▶ _To do_:
State how many of the lines below contain the string "white". Matching is case-sensitive, and the reply is only the number.

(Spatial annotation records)
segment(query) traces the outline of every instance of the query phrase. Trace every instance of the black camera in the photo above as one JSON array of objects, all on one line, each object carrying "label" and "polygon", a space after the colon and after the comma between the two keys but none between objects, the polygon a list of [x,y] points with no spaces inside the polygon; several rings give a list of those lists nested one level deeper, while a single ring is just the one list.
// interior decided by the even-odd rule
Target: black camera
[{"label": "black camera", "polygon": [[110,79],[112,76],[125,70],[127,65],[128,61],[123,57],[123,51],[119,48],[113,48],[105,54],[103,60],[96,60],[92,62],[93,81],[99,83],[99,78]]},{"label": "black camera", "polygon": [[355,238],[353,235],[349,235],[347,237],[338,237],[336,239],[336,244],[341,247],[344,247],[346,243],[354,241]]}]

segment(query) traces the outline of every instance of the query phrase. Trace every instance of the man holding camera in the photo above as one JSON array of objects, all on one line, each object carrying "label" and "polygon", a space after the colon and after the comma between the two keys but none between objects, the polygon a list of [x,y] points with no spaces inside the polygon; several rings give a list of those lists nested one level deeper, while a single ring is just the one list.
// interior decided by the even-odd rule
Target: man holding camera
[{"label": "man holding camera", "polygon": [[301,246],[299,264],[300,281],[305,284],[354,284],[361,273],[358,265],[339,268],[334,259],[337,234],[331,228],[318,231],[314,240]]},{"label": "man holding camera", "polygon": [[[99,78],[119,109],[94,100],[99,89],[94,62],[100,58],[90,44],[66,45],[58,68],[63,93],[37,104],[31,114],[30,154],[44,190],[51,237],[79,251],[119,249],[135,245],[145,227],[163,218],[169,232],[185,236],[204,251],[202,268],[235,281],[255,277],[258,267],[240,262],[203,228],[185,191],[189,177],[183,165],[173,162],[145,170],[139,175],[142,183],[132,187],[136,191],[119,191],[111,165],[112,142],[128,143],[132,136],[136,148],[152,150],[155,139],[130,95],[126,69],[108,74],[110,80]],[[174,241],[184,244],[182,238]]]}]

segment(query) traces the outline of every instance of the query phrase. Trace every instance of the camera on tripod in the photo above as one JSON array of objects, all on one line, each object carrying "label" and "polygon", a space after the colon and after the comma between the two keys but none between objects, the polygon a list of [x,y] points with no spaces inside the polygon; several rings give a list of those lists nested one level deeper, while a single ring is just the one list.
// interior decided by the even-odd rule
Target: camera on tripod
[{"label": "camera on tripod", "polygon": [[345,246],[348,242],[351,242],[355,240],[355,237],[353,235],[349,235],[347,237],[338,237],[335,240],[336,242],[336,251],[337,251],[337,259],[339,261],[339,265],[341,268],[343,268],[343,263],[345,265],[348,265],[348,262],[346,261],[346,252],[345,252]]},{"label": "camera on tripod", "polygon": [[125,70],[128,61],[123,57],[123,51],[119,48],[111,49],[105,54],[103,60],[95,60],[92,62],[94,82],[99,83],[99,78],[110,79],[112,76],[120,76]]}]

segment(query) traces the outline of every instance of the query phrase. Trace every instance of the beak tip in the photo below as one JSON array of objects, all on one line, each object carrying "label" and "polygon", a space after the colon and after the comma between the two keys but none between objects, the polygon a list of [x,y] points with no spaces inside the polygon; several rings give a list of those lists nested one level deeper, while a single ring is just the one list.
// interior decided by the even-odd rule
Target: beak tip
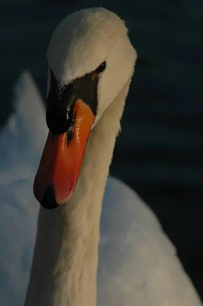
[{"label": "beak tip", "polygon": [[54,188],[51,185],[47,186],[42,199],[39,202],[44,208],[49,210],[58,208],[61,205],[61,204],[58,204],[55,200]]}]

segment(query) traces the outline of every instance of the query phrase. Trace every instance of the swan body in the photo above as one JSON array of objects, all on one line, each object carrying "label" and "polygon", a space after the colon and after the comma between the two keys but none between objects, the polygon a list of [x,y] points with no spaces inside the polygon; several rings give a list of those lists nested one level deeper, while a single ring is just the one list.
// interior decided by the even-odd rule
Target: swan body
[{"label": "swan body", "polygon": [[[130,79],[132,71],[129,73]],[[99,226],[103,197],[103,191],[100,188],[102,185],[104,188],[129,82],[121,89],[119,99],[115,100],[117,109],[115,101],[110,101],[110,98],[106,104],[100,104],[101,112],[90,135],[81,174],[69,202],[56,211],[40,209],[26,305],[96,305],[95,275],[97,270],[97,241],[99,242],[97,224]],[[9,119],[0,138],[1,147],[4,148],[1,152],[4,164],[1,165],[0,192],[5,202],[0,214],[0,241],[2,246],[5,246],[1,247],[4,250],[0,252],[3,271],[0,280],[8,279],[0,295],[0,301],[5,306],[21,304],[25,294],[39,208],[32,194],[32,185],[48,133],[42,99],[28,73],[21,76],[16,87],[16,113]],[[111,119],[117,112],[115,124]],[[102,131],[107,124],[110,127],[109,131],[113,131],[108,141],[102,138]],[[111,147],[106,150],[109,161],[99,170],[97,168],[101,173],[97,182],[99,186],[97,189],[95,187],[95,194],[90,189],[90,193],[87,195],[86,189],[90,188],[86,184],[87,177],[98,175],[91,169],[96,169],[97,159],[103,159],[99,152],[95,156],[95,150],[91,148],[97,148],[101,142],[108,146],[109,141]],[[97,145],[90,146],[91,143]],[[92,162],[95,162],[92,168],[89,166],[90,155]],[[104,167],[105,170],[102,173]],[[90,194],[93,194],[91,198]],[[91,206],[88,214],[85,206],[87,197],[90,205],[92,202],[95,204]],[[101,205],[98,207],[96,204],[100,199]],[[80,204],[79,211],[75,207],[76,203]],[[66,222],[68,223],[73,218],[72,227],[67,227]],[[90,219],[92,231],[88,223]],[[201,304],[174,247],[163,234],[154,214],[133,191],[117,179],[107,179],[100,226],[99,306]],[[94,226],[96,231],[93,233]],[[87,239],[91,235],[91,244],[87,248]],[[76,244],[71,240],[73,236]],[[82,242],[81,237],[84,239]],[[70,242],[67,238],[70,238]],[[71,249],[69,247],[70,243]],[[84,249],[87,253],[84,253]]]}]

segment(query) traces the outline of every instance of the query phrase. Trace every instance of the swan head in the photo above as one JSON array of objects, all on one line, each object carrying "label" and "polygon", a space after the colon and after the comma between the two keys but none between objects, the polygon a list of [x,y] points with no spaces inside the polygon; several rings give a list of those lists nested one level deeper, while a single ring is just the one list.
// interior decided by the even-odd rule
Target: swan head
...
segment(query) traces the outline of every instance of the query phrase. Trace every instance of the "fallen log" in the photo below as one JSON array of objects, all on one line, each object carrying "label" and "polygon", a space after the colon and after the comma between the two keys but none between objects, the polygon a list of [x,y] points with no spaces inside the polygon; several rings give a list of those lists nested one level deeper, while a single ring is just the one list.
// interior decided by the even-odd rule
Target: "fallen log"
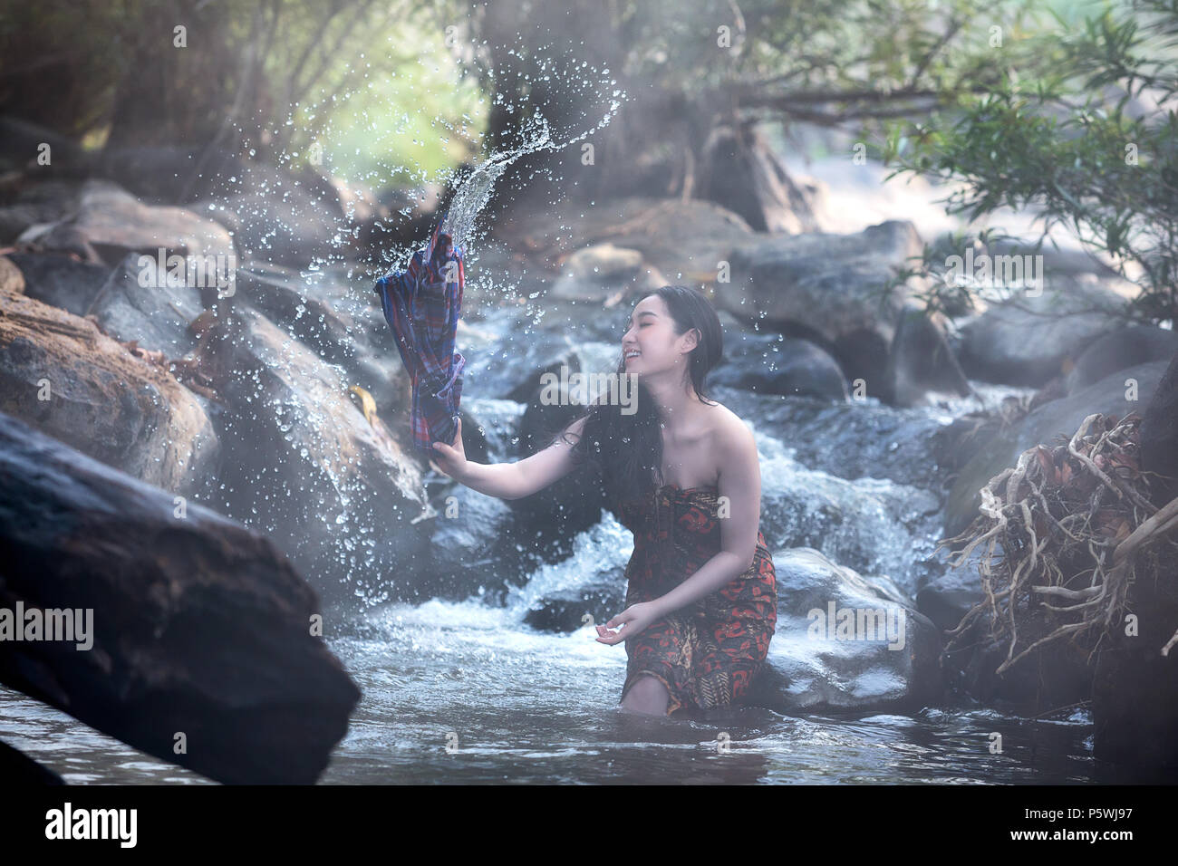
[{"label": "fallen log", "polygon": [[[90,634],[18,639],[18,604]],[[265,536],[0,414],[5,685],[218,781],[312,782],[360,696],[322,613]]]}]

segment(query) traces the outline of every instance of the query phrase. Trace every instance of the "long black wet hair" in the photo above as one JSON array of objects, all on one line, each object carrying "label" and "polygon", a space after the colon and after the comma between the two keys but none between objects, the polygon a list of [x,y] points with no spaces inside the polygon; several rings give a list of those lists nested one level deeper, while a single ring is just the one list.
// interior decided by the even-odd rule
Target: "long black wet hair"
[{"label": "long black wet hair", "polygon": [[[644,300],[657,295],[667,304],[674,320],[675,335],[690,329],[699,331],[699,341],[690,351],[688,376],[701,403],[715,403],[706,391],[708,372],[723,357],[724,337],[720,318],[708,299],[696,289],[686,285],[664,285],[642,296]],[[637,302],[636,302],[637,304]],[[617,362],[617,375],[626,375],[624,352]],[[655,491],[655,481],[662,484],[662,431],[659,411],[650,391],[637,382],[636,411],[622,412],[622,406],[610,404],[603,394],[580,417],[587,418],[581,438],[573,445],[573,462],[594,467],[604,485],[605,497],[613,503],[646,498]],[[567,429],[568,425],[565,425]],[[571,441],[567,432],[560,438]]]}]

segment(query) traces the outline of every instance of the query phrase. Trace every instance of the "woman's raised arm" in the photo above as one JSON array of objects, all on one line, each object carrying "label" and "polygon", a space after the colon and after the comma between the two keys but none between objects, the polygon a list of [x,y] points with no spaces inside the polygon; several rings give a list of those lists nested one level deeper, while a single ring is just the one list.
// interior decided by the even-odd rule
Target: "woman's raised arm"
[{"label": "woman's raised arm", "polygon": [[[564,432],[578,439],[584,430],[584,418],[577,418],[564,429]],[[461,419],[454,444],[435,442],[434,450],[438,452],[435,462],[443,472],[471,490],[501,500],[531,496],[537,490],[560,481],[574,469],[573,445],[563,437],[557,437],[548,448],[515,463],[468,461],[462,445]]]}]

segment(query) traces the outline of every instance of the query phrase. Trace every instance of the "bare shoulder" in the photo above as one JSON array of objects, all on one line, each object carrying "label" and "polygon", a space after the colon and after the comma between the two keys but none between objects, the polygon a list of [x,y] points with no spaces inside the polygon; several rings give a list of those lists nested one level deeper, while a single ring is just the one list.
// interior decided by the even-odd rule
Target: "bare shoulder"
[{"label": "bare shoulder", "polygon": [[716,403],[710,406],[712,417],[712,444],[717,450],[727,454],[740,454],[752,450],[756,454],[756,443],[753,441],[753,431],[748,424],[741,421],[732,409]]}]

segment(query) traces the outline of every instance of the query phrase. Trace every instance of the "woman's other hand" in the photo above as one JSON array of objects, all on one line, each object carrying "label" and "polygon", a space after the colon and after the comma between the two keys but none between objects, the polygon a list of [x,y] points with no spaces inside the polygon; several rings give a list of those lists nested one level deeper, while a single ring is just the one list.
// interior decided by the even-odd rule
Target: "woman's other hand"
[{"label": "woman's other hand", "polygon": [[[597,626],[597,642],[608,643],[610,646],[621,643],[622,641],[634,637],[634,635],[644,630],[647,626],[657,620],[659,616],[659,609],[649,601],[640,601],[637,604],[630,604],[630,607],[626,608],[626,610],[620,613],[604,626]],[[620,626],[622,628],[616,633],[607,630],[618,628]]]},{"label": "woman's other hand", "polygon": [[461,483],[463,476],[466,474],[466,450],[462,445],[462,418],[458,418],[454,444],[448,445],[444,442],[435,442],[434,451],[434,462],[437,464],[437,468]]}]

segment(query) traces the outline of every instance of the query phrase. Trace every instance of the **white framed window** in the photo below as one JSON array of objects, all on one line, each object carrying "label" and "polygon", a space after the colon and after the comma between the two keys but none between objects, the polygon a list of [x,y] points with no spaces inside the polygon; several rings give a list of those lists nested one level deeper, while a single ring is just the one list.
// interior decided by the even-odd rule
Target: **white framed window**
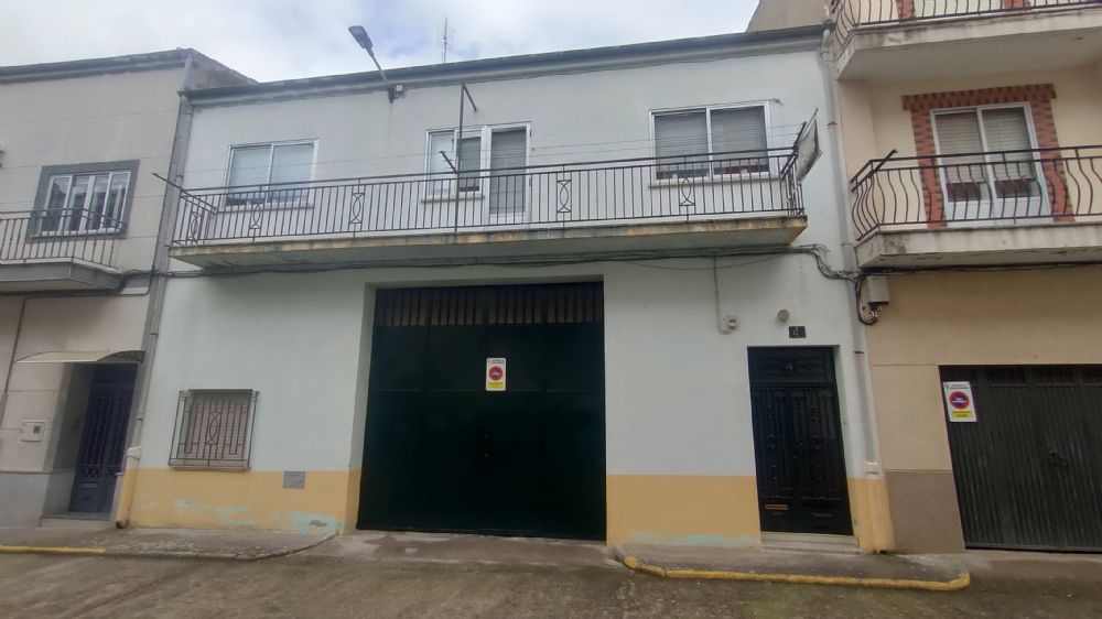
* * *
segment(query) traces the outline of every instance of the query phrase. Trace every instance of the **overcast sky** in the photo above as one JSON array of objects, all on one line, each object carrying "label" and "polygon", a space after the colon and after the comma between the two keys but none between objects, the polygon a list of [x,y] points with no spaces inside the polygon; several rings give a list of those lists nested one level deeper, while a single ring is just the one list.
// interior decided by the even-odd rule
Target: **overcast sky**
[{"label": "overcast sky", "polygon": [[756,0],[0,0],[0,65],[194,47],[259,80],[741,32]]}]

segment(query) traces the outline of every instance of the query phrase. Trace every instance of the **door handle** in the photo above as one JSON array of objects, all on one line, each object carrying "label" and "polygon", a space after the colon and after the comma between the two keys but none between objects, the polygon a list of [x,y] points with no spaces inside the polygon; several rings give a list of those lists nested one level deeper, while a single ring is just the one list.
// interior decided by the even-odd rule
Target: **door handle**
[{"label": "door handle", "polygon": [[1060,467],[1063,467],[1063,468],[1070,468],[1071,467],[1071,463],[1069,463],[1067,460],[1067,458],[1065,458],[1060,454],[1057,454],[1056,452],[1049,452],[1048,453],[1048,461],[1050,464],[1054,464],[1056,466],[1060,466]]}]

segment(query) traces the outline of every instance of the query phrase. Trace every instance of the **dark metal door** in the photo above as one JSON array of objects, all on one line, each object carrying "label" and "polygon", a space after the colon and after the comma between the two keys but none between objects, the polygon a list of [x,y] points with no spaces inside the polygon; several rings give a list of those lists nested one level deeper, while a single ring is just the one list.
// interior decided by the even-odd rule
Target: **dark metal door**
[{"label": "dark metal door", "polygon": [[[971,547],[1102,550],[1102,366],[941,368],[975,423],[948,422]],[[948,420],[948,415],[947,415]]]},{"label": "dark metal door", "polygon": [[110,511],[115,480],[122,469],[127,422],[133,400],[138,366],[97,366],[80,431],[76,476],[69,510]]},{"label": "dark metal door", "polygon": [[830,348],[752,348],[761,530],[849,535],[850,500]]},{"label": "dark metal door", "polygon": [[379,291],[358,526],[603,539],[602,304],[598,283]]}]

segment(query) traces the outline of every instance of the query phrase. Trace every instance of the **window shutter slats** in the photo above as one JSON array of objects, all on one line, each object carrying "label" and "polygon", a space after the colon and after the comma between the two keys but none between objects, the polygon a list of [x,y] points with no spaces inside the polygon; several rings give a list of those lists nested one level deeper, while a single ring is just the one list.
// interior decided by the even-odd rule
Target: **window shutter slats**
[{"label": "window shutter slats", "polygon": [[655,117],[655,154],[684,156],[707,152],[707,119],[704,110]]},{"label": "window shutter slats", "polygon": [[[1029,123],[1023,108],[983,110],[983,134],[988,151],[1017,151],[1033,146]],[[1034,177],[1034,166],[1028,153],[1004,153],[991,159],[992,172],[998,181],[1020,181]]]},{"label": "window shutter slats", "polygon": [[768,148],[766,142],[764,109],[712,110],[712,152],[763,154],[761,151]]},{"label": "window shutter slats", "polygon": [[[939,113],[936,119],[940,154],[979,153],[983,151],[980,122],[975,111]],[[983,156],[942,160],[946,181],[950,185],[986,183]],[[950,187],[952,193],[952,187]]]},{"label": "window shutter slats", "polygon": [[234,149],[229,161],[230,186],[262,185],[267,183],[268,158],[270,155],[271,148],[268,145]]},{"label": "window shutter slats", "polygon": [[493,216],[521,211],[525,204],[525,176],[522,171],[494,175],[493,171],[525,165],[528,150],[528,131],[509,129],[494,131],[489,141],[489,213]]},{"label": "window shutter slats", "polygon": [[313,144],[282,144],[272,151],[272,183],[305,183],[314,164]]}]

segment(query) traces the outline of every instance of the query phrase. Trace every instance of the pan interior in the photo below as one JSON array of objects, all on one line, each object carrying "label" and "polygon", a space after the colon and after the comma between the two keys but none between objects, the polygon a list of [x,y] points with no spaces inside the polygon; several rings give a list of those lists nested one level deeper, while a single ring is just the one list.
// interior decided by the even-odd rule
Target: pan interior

▶ _Task answer_:
2